■ TASK: Rewrite the records from the start through the line containing "Provide the mask", inclusive, changing "evenodd" to "nonzero" and keeping everything else the same.

■ GIVEN RECORDS:

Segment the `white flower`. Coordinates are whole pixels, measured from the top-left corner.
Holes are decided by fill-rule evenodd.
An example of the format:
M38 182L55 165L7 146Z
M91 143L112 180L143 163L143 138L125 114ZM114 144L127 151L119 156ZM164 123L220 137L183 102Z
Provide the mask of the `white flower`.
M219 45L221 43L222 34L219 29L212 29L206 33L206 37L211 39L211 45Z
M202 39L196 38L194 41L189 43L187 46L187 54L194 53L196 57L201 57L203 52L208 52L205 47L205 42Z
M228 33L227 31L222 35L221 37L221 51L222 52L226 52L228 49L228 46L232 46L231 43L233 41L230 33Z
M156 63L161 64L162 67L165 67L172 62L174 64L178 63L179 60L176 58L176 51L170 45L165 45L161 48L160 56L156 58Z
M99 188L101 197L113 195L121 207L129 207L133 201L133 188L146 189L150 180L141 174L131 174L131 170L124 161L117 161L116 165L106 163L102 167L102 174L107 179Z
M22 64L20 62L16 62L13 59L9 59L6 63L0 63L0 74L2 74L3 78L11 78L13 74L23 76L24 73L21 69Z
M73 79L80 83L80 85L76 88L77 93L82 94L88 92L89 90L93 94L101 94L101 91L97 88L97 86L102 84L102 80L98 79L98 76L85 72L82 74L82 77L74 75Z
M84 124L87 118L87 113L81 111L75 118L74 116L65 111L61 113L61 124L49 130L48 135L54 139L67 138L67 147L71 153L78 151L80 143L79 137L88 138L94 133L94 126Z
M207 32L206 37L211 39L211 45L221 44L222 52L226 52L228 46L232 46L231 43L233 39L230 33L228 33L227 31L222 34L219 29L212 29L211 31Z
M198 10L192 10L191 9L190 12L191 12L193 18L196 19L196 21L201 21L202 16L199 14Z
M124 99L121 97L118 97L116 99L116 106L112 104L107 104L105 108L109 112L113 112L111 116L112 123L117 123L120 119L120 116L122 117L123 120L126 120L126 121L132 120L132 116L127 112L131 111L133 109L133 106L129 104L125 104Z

■ EXERCISE SOLUTION:
Segment the `white flower`. Coordinates are whole pixels, measured from the top-left corner.
Holes are decided by fill-rule nonzero.
An example of the format:
M38 182L55 165L7 146Z
M91 143L112 180L143 163L143 138L125 114ZM114 144L127 151L119 156ZM164 123L220 137L183 102Z
Provide the mask of the `white flower`.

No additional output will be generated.